┌──
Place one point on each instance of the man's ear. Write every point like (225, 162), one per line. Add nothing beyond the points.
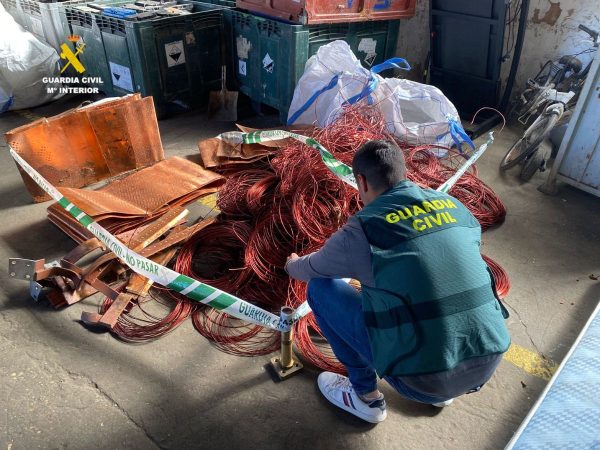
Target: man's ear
(362, 180)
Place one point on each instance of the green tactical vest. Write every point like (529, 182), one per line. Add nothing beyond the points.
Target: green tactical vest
(433, 304)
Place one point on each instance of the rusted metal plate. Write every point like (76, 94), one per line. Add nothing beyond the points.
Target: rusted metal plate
(331, 11)
(88, 144)
(138, 198)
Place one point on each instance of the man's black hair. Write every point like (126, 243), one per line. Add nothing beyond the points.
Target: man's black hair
(381, 163)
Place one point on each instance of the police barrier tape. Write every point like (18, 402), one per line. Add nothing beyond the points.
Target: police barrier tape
(341, 170)
(195, 289)
(164, 276)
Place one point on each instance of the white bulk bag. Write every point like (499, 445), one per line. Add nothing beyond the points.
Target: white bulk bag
(24, 62)
(417, 113)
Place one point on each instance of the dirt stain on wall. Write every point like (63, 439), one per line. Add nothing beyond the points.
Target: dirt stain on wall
(550, 16)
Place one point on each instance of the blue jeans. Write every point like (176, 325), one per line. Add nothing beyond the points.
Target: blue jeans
(337, 306)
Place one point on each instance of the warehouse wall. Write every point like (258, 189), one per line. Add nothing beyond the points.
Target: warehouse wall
(413, 40)
(551, 32)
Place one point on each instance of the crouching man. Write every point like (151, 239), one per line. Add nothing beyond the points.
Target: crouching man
(427, 320)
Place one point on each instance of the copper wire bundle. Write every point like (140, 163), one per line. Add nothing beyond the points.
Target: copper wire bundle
(141, 322)
(295, 206)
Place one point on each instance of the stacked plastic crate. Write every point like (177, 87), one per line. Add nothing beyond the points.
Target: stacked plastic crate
(173, 58)
(271, 40)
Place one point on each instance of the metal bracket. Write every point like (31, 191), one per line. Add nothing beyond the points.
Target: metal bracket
(35, 289)
(22, 269)
(281, 371)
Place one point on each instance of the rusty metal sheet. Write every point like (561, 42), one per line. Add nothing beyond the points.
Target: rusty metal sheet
(217, 154)
(137, 198)
(331, 11)
(88, 144)
(146, 191)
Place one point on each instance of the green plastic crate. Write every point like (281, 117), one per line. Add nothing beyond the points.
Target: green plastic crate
(269, 56)
(176, 59)
(14, 9)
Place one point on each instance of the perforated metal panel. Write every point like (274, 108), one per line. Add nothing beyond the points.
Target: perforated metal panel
(567, 416)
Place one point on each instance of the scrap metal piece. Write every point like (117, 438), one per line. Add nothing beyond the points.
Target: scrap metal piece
(24, 269)
(104, 139)
(35, 289)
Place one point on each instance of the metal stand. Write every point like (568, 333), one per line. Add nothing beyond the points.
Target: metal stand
(286, 365)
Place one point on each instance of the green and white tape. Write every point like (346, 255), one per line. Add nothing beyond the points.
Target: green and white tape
(341, 170)
(164, 276)
(195, 289)
(445, 187)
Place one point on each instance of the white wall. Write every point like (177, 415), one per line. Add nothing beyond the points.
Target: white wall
(551, 33)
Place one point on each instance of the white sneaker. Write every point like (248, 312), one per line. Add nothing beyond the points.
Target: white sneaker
(339, 391)
(443, 404)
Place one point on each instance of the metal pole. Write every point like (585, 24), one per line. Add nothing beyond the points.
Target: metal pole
(286, 365)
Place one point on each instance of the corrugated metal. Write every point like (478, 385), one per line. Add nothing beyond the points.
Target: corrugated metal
(578, 160)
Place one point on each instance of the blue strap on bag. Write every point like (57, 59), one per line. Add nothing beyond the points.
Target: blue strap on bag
(457, 133)
(392, 63)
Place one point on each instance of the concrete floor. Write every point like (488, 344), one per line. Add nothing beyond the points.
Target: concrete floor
(63, 386)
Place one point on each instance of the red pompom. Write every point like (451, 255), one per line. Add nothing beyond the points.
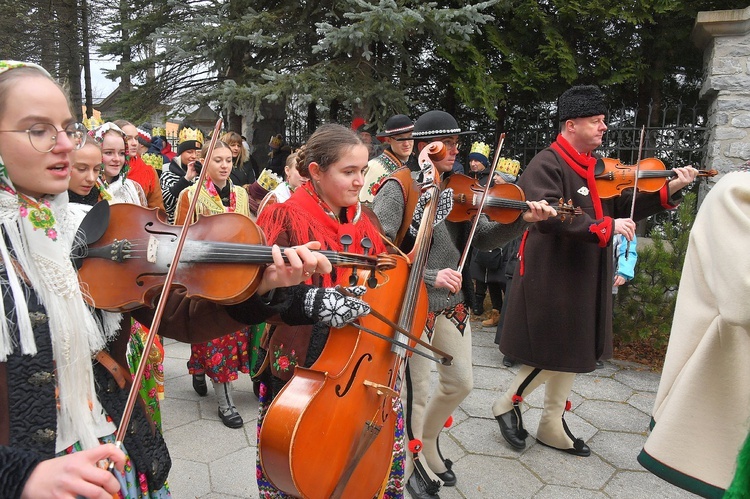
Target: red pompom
(415, 446)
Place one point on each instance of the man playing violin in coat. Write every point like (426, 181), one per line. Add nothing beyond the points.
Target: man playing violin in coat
(447, 325)
(559, 318)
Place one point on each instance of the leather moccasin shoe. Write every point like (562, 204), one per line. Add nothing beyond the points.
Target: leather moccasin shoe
(199, 384)
(419, 489)
(512, 432)
(579, 448)
(448, 478)
(231, 418)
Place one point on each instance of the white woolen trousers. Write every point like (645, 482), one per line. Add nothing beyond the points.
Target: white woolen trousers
(427, 410)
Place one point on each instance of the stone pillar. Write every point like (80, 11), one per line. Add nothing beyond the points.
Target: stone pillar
(724, 37)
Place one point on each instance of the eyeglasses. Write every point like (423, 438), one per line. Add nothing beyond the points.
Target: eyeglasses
(43, 136)
(450, 144)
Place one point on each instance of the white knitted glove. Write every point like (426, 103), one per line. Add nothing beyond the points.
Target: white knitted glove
(333, 308)
(445, 205)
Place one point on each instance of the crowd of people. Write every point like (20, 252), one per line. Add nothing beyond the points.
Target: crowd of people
(344, 193)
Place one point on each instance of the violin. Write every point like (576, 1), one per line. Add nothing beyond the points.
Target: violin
(222, 260)
(612, 177)
(504, 204)
(329, 432)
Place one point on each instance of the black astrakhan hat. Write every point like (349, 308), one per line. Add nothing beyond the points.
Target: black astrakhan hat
(581, 101)
(435, 125)
(396, 125)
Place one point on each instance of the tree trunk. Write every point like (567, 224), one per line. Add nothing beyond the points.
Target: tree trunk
(262, 131)
(70, 64)
(86, 58)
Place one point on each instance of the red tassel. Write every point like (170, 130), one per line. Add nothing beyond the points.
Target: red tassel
(415, 445)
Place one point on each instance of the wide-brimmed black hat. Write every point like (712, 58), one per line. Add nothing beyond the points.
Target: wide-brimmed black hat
(396, 125)
(435, 125)
(581, 101)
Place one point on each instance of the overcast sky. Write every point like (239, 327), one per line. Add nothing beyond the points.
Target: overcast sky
(102, 86)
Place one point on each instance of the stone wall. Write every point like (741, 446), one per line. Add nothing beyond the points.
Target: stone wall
(724, 36)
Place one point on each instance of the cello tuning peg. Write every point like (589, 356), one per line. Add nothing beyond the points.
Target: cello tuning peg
(346, 241)
(366, 244)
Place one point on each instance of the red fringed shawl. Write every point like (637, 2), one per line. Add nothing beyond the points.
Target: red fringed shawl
(305, 217)
(143, 174)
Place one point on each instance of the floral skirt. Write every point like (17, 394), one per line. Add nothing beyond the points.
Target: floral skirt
(133, 483)
(395, 486)
(222, 359)
(152, 383)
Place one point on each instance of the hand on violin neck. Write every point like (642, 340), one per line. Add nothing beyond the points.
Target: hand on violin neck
(684, 176)
(444, 207)
(302, 262)
(449, 279)
(539, 211)
(626, 227)
(336, 308)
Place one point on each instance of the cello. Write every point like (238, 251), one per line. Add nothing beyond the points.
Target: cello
(329, 432)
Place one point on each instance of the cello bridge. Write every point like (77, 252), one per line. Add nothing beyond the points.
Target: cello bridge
(382, 389)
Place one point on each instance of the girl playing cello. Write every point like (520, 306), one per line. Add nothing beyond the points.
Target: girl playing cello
(324, 209)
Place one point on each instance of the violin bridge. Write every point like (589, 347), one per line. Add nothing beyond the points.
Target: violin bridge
(151, 249)
(382, 389)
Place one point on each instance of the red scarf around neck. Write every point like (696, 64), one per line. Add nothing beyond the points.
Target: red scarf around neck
(584, 165)
(306, 217)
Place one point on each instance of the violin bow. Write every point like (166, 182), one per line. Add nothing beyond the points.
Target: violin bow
(635, 183)
(475, 223)
(161, 305)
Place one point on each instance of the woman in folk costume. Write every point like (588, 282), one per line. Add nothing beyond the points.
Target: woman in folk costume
(59, 405)
(324, 208)
(223, 358)
(282, 192)
(243, 169)
(183, 170)
(136, 143)
(701, 415)
(84, 190)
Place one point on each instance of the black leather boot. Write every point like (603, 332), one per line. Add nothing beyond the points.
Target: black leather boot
(511, 427)
(418, 488)
(199, 384)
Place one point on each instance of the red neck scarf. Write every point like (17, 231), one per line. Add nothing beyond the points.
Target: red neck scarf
(584, 165)
(305, 217)
(142, 173)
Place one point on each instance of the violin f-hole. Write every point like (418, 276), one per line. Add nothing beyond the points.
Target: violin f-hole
(349, 383)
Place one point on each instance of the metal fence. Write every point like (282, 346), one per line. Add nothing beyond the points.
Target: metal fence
(678, 138)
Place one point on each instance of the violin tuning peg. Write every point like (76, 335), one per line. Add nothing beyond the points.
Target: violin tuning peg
(366, 244)
(346, 241)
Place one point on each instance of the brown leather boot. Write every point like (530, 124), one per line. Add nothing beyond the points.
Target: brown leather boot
(493, 319)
└──
Copy the records above from the first line through the line containing "Place one point on each instance of the green tactical", both included, and leave out any pictures.

Place one point on each instance of the man's ear. Write every point like (225, 162), one per line. Add nothing beyond the points.
Target: man's ear
(362, 180)
Place one point on each instance of the green tactical vest. Write every point like (529, 182), one per line. Add nothing beyond the points.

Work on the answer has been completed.